= TEXT SEGMENT =

+++

Sunday, December 4, 2011

Looking for your soul mate? Have you tried not being a psycho?

Just saw someone post this on their Facebook page:

Status: "I want a man that is good looking, has a job, dont do drugs, wants to have a serious relation and number 1 GREAT SEX, maybe marriage n maybe 1 kid, the sex is the most important thing, guys needs to know how to truely make love w a women, also guys needs to know to lick our right spots n do it great"
Their own comment on it: "Girls love U to pay alot of attendtion.for us caring n sweet n we like to feel special"


Next status just a few minutes later: "Here is my soul mate... sweet, has lots of real love to give to me the serious loving relationship. I want a guy thats single that has a place that its only him n animals if he has any. Also loves to have fun and a sweet guy inside n out.. I want to spend some real time with a man that can make my heart flutter and sex that curls my toes.. Older or young guys.. If this is you then post it n we can talk ;-) xoxo"
Their own comment on it: "I love funny guys too, just loves to have fun. No lier or cheaters"
Another comment on their own status (which btw no one has commented on): "I need a soul mate... where are you ??? lol"

Ok let's try to analyze this crazy bitch. First off, you're looking for your soul mate on Facebook. Which means the only people that are going to read this, are going to be people that you already know. Are we supposed to pass the word on to others? What do you want us to do?

+++

= RECORDS =
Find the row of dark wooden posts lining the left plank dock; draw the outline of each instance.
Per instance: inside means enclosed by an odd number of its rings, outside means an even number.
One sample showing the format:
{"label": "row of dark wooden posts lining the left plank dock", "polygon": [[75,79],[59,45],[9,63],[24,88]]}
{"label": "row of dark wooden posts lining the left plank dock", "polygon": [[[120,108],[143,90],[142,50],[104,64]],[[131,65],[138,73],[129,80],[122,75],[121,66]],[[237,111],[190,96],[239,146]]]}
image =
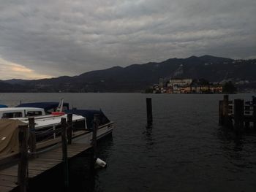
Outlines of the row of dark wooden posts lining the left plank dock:
{"label": "row of dark wooden posts lining the left plank dock", "polygon": [[[37,158],[36,134],[34,128],[34,118],[29,118],[29,126],[19,126],[19,161],[18,161],[18,185],[20,192],[25,192],[28,184],[29,158]],[[92,147],[94,158],[96,157],[97,129],[99,126],[99,115],[94,115]],[[56,130],[58,131],[58,130]],[[72,145],[72,114],[67,114],[66,118],[61,118],[61,146],[62,164],[64,169],[64,185],[69,186],[69,168],[67,158],[67,145]]]}

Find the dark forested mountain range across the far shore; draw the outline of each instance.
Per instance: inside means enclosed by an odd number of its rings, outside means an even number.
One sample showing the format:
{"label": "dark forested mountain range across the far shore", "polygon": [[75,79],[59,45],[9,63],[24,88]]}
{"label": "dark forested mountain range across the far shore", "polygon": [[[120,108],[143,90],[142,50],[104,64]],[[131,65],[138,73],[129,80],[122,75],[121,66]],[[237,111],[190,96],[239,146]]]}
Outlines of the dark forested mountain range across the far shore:
{"label": "dark forested mountain range across the far shore", "polygon": [[162,62],[86,72],[42,80],[0,80],[0,92],[141,92],[159,78],[204,78],[210,82],[256,82],[256,59],[234,60],[211,55],[170,58]]}

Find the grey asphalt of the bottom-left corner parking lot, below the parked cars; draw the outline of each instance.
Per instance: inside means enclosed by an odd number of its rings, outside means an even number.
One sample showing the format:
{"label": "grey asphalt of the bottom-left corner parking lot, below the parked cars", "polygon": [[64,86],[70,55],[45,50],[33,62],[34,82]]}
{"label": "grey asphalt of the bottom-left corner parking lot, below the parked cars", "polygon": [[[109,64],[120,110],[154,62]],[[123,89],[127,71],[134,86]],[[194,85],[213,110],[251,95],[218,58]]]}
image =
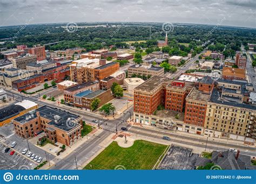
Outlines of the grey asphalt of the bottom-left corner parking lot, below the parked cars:
{"label": "grey asphalt of the bottom-left corner parking lot, below the parked cars", "polygon": [[[0,143],[0,169],[33,169],[37,165],[27,158],[25,155],[17,154],[16,152],[13,155],[10,155],[12,150],[9,150],[7,153],[2,153],[2,150],[5,146]],[[21,150],[22,151],[22,150]]]}

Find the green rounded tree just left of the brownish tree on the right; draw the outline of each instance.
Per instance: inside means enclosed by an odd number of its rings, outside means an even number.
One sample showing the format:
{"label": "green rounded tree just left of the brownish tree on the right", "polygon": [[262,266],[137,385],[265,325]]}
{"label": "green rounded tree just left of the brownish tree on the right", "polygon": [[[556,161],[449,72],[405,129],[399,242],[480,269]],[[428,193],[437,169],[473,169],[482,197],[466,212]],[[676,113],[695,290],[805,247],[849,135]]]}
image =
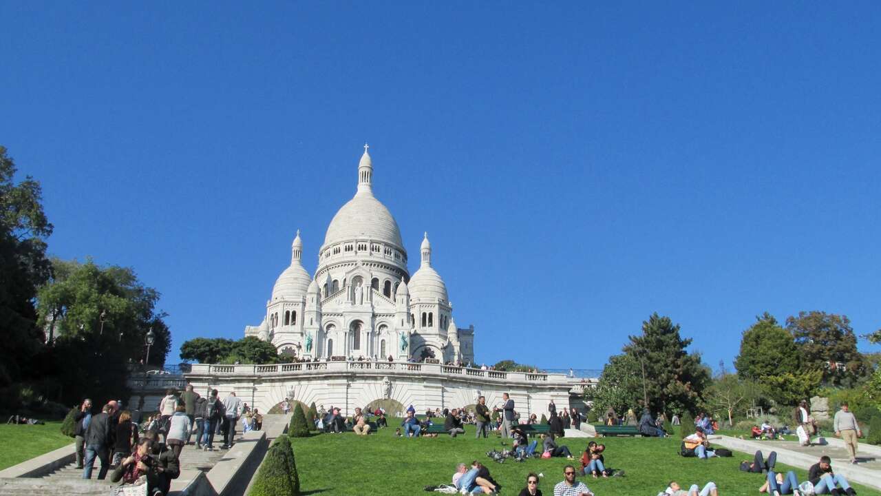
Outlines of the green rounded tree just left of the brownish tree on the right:
{"label": "green rounded tree just left of the brownish tree on the right", "polygon": [[765,312],[744,331],[740,339],[740,355],[734,366],[741,378],[760,380],[768,375],[798,372],[800,357],[792,334],[781,327],[774,316]]}

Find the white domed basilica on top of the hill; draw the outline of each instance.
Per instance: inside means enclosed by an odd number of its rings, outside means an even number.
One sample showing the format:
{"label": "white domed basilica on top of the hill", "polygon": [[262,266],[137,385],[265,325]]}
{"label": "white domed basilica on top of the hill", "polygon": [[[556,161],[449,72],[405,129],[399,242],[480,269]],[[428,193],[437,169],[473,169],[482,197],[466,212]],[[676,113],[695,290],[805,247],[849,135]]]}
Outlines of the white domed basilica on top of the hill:
{"label": "white domed basilica on top of the hill", "polygon": [[474,327],[458,328],[447,286],[432,267],[428,236],[419,269],[410,275],[401,232],[374,197],[367,146],[358,165],[358,191],[339,209],[310,277],[300,263],[300,231],[291,266],[278,276],[260,326],[245,335],[270,341],[296,357],[474,361]]}

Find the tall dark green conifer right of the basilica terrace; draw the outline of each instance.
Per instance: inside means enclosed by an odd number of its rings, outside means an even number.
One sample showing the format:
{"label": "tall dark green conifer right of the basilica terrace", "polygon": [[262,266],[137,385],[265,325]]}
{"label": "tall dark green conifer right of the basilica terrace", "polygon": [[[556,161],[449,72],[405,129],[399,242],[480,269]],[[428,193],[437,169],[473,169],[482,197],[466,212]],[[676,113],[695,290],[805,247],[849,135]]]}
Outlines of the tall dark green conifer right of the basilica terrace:
{"label": "tall dark green conifer right of the basilica terrace", "polygon": [[710,372],[701,364],[700,354],[685,350],[691,343],[679,335],[678,324],[657,313],[642,322],[641,335],[630,336],[624,352],[640,367],[640,382],[646,390],[643,395],[648,395],[651,411],[697,409]]}

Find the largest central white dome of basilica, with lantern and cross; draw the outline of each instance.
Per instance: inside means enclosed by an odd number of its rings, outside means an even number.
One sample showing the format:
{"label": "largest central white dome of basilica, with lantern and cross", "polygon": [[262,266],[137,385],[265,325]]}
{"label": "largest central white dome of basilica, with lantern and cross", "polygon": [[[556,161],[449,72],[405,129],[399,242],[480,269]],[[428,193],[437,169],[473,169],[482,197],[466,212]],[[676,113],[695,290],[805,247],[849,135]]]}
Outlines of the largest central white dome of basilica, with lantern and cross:
{"label": "largest central white dome of basilica, with lantern and cross", "polygon": [[370,239],[373,241],[393,244],[403,249],[401,231],[389,209],[374,197],[373,163],[366,149],[359,162],[358,192],[339,209],[328,226],[324,236],[324,246],[352,241],[354,239]]}

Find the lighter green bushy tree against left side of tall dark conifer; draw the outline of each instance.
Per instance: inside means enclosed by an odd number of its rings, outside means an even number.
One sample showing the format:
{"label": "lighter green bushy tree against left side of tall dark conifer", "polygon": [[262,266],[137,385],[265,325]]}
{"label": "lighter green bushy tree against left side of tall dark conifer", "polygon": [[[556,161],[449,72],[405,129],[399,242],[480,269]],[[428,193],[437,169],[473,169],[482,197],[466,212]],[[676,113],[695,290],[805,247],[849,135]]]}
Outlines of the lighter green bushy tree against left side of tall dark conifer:
{"label": "lighter green bushy tree against left side of tall dark conifer", "polygon": [[596,387],[585,387],[585,399],[594,402],[594,409],[626,411],[639,404],[643,396],[639,361],[631,355],[614,355],[603,366]]}

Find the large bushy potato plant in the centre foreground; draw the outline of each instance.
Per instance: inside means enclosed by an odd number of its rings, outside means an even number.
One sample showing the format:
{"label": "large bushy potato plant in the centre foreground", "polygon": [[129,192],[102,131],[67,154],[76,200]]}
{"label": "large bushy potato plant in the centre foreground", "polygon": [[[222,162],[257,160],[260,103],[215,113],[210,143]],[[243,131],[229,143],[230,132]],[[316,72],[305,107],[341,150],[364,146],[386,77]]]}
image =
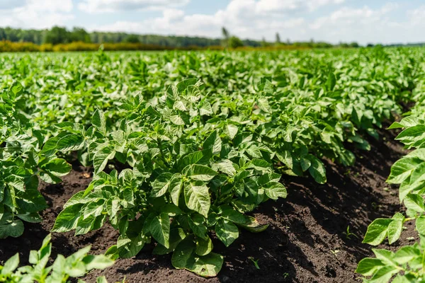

+++

= PROMPT 1 =
Please condense the paragraph of the blog post about the Facebook statuses that begins "Ok let's try to analyze" into two or three sentences, keeping its main points.
= PROMPT 2 =
Answer these questions from the blog post about the Facebook statuses, one line each:
(a) On what date was the post published?
(b) In the first status, what does the poster call the most important thing?
(c) In the comment on the second status, what kind of guys does the poster say they love too?
= PROMPT 3 =
Resume the blog post about the Facebook statuses after its final sentence, carrying on the writer's analysis in the same voice.

= EXERCISE ANSWER 1 =
The writer notes first that the poster is looking for a soul mate on Facebook, where the only readers will be people the poster already knows. The writer then asks whether readers are supposed to pass the word on to others, and what the poster wants them to do.

= EXERCISE ANSWER 2 =
(a) Sunday, December 4, 2011
(b) The sex
(c) Funny guys

= EXERCISE ANSWER 3 =
First status has a list of demands. One being, you need a job. Well a good way to start is by posting this on a Sunday night at 11:30. Lots of guys with jobs are up on Facebook at this time. (I don't count b/c I have weird hours and I work overnight on Sundays.) After the first sentence, I count multiple misspellings, grammar and punctuation errors. Already you're out of the running for me. You've now narrowed down your choices to guys that are as dumb as you are. Now you start talking about marriage and a kid?! You've now narrowed down your choices to nobody. We need to lick your right spots and do it right? Same here, bitch.

Now you've gone and commented on your own status. Sad. Desperation has kicked in. And you've included about 3 sentences in one. "n" does not mean "and". "U" does not mean "you". And I can't pay "attendtion" to you because I'm still trying to translate your language in to mine. Oh you want the guy to make you feel special? I think if you took an intelligence test, that would be covered.

Ok now we're on to the next status, which is looking for a soul mate. Fun. Now one of the first demands on this one is that the guy has to be single. This is telling me that she's gone for guys who are not. Usually being single is something that is implied, but she wants to make sure y'all know that you can't be married when you get married to her. "Also loves to have fun." I hate fun. Who wants to have fun? Not me. Next. "A sweet guy inside and out?" Now I have to taste sweet on the outside? How am I going to do that? "Sex that curls your toes"? Bitch, that's called a vibrator. Get one.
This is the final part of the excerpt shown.